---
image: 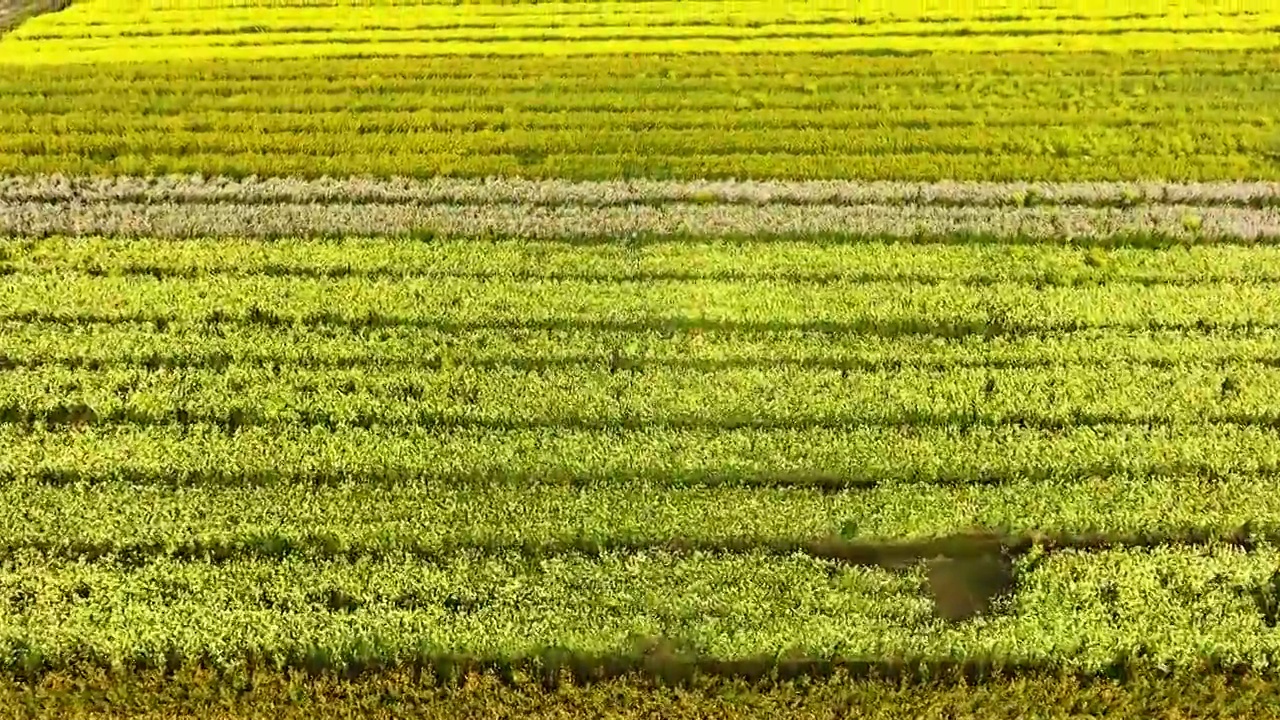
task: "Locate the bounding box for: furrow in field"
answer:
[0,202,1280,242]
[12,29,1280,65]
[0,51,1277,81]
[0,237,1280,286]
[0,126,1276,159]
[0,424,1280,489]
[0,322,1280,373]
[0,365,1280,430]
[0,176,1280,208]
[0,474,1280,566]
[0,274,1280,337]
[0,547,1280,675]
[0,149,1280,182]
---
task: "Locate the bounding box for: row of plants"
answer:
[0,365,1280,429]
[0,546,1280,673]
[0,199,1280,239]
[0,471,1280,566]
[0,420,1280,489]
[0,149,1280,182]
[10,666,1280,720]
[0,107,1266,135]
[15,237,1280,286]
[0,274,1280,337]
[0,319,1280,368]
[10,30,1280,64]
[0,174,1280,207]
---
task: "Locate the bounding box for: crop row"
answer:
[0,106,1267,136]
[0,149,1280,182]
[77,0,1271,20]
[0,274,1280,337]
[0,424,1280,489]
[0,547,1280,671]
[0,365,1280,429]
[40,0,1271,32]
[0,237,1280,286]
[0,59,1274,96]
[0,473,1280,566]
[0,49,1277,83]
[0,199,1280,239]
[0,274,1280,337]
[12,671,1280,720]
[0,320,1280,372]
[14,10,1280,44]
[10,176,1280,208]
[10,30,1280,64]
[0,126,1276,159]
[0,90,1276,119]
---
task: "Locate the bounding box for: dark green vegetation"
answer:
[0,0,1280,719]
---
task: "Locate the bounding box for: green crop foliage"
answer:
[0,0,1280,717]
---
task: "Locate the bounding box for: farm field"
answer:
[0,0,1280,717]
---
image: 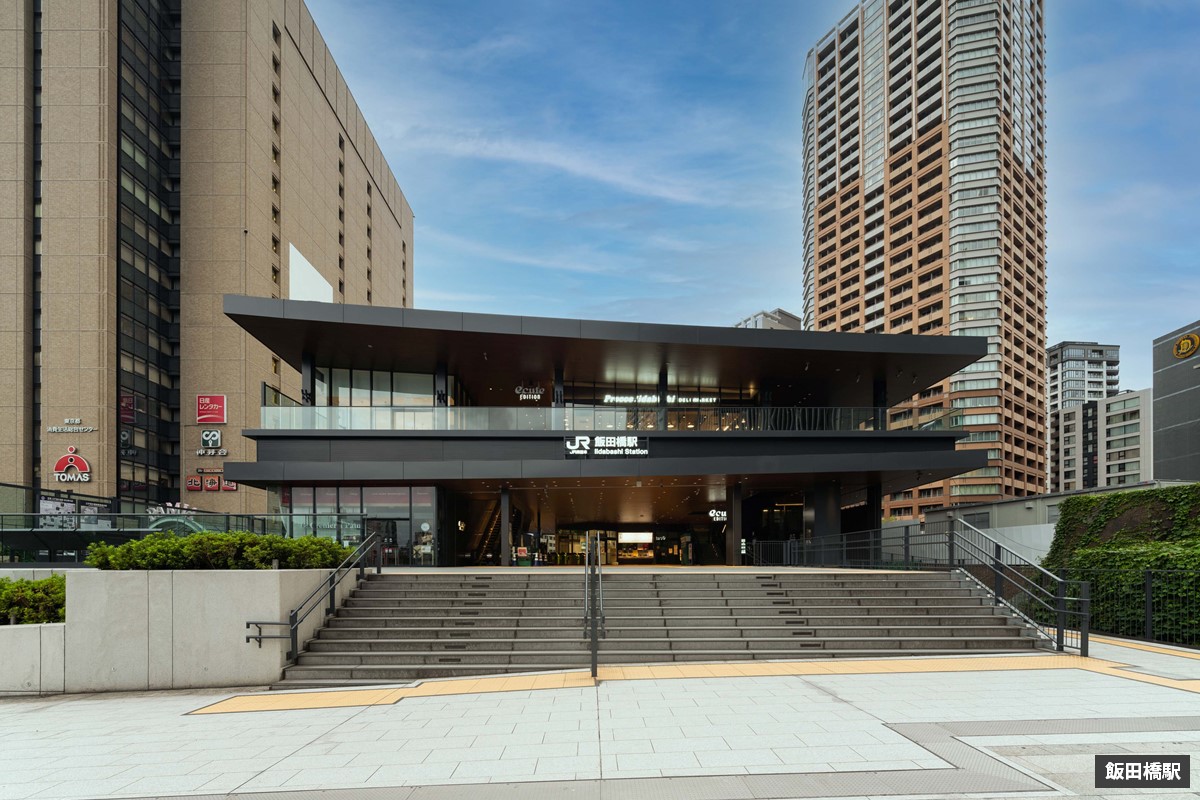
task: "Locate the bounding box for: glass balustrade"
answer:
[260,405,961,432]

- - -

» The request: In the items, from the start through the line that contains "[0,547,1280,675]", substitute "plowed furrow" for "furrow in field" and write those lines out again with nothing else changed. Omit the pictures from your answer.

» Output of the task:
---
image: 
task: "Locate the bounding box for: plowed furrow"
answer:
[0,202,1280,242]
[12,29,1280,65]
[0,51,1277,81]
[0,237,1280,286]
[0,126,1276,159]
[0,424,1280,489]
[0,322,1280,373]
[0,365,1280,430]
[0,176,1280,208]
[0,474,1280,566]
[0,274,1280,337]
[0,547,1280,675]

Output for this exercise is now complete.